▶ **Text segment**:
++++++++++++++++++++

Australia has developed a human vaccine for bird flu, federal Health Minister Nicola Roxon announced here on Tuesday.
"The first ever Australian-made vaccine to protect humans from future bird flu pandemics has been granted approval for use in the event, of course, of an avian influenza outbreak," Roxon told reporters.
The vaccine, developed by CSL, would protect humans against the H5N1 strain of influenza responsible for outbreaks of bird flu in Asia, the Middle East, Europe and Africa, Roxon said.
"We know, of course, that if there is an outbreak that affects Australians, we need to make sure that we are properly prepared," she said.
"What we now have, courtesy of the work done by CSL ... is an Australian-made and able to be manufactured in Australia vaccine which will be able to respond to any new strain of a virus."

++++++++++++++++++++

▶ **What to do**:
A - Repeat the part of the bird flu vaccine report starting at "The vaccine, developed" and ending at "Africa, Roxon said.".
B - Write the next part of the bird flu vaccine report, picking up after its last sentence.
The items that come next are separate material and have no connection to the bird flu vaccine report.

++++++++++++++++++++

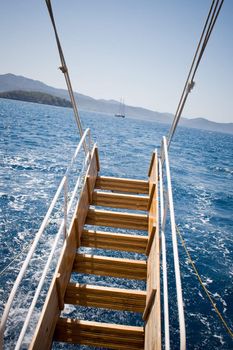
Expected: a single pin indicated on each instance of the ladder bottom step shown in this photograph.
(106, 266)
(111, 336)
(114, 241)
(105, 297)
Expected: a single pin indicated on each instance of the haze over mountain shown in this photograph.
(9, 82)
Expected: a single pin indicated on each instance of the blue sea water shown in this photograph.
(37, 143)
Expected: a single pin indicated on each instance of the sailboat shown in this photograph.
(121, 113)
(88, 205)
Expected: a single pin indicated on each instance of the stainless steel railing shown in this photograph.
(63, 187)
(166, 202)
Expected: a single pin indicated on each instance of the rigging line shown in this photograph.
(194, 59)
(190, 83)
(203, 285)
(210, 22)
(210, 29)
(64, 70)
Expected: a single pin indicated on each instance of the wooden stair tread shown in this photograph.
(106, 266)
(117, 219)
(120, 200)
(122, 184)
(105, 297)
(114, 241)
(111, 336)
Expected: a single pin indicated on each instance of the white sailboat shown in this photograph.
(121, 113)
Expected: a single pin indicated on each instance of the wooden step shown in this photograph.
(111, 336)
(105, 297)
(117, 219)
(106, 266)
(122, 185)
(120, 200)
(114, 241)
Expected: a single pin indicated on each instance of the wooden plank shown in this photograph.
(117, 200)
(106, 266)
(117, 219)
(151, 197)
(150, 241)
(122, 184)
(105, 297)
(42, 338)
(149, 305)
(114, 241)
(98, 334)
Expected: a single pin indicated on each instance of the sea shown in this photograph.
(36, 146)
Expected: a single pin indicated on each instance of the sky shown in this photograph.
(137, 49)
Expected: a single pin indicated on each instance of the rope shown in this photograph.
(189, 84)
(64, 70)
(203, 286)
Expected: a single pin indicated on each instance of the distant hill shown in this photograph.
(10, 82)
(37, 97)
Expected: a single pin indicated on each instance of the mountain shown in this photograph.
(9, 82)
(37, 97)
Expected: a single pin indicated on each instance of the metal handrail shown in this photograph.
(63, 227)
(163, 208)
(163, 213)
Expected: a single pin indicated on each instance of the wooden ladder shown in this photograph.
(108, 192)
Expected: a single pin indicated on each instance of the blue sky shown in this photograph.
(139, 49)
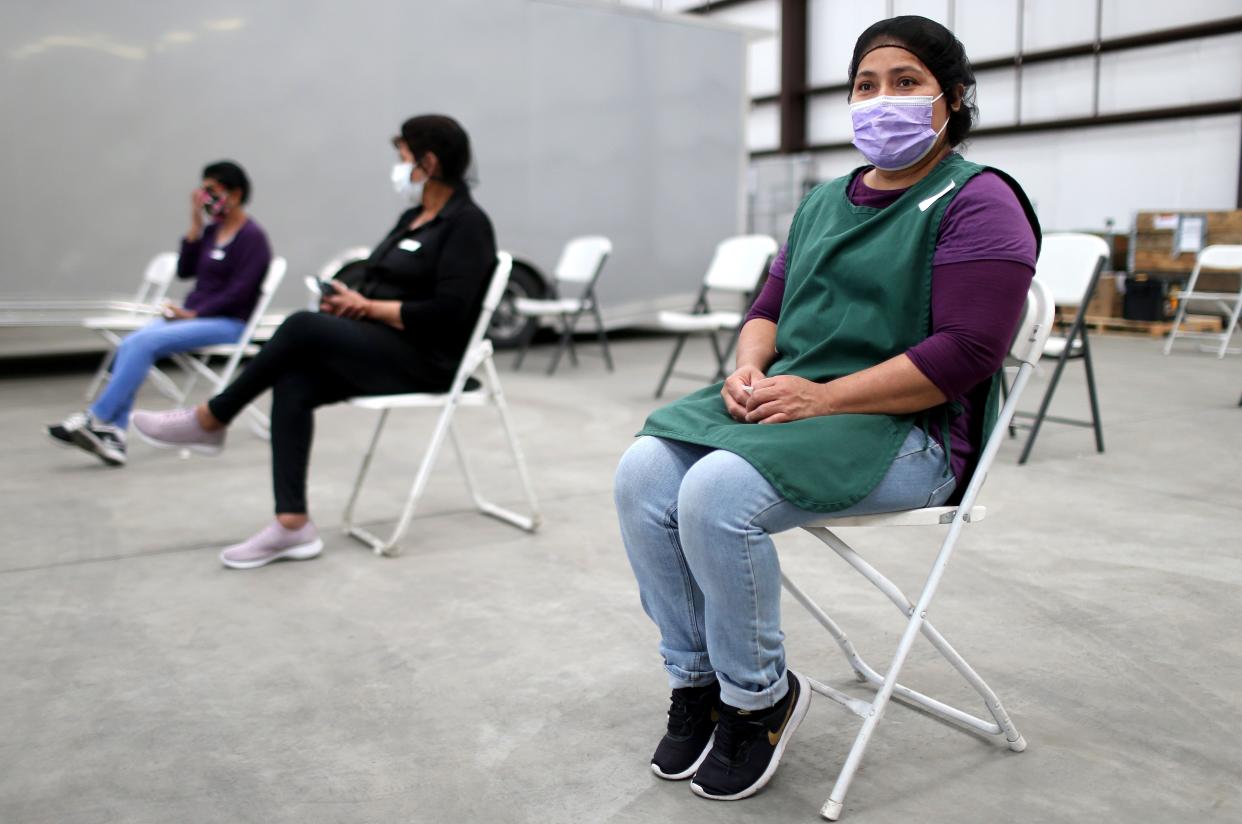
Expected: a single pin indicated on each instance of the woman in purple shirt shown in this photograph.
(227, 254)
(866, 374)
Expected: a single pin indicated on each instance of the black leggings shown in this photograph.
(316, 359)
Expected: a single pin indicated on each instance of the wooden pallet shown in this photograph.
(1154, 328)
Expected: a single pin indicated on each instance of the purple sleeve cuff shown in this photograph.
(975, 310)
(766, 306)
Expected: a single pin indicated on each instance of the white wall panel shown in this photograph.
(763, 66)
(1079, 178)
(1133, 16)
(986, 27)
(763, 127)
(1057, 90)
(832, 27)
(994, 93)
(1047, 24)
(827, 119)
(1187, 72)
(935, 10)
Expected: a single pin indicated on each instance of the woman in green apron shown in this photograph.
(866, 382)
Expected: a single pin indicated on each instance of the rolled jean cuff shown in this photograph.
(765, 699)
(679, 679)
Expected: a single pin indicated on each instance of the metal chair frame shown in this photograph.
(478, 356)
(1074, 346)
(722, 276)
(580, 262)
(1025, 353)
(1230, 303)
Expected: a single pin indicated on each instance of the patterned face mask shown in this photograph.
(894, 132)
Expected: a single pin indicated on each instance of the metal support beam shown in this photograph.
(793, 76)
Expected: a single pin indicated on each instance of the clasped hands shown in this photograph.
(345, 303)
(773, 400)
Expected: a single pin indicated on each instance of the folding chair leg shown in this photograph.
(602, 336)
(1045, 403)
(672, 362)
(566, 342)
(1091, 394)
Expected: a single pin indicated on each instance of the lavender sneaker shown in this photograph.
(176, 429)
(273, 542)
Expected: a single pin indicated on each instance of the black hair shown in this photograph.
(944, 56)
(444, 136)
(230, 175)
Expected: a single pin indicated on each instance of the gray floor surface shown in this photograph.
(489, 675)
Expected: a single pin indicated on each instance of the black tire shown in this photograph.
(509, 329)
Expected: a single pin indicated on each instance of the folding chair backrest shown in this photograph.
(739, 262)
(491, 300)
(353, 254)
(157, 279)
(1220, 256)
(583, 260)
(1035, 327)
(1068, 264)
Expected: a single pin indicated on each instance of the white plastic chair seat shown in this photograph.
(702, 322)
(534, 306)
(1056, 346)
(927, 517)
(118, 322)
(420, 400)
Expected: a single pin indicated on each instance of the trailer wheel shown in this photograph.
(508, 328)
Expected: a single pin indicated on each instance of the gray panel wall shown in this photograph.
(584, 118)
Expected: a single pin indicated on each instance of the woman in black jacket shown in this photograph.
(401, 326)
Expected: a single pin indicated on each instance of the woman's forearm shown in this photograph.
(385, 312)
(894, 387)
(756, 344)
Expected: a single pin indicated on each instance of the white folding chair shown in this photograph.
(258, 327)
(580, 264)
(1024, 352)
(1230, 303)
(735, 269)
(463, 392)
(1069, 265)
(129, 318)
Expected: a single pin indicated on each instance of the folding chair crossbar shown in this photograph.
(1037, 320)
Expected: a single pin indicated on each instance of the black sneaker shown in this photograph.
(62, 433)
(103, 440)
(749, 745)
(692, 716)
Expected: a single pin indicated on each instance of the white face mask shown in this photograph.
(403, 185)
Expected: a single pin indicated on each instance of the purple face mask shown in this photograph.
(894, 132)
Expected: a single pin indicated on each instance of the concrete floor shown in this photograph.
(488, 675)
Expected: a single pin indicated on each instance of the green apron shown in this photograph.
(857, 292)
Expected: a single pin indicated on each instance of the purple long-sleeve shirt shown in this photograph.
(227, 277)
(980, 274)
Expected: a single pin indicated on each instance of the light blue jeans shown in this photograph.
(697, 525)
(144, 347)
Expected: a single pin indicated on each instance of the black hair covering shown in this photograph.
(230, 175)
(444, 136)
(940, 52)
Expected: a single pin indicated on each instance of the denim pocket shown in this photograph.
(940, 494)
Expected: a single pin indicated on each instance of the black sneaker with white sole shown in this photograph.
(103, 440)
(749, 745)
(692, 716)
(62, 433)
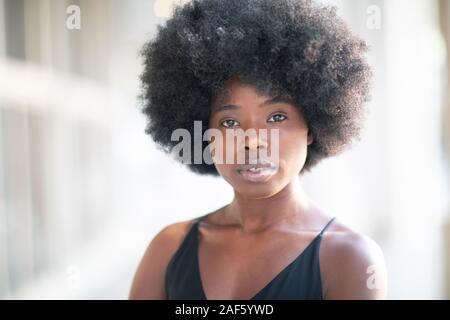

++++++++++++++++++++

▶ **Task-by-task outputs**:
A -
The vaccine, developed by CSL, would protect humans against the H5N1 strain of influenza responsible for outbreaks of bird flu in Asia, the Middle East, Europe and Africa, Roxon said.

B -
"We are very pleased that now that approvals have been granted that if we are in a situation which, of course, we hope we won't be, of a human-to-human virus taking hold in Australia, we will be able to quickly respond," she added.
She also said that in that event, there would be no need to go through the approval process, and the safety of the vaccine had been assessed for adults aged 18-64 and those aged over 65.
More than 160 million dollars (US$150 million) had been provided in this year's federal budget to replenish Australia's vaccine stockpile.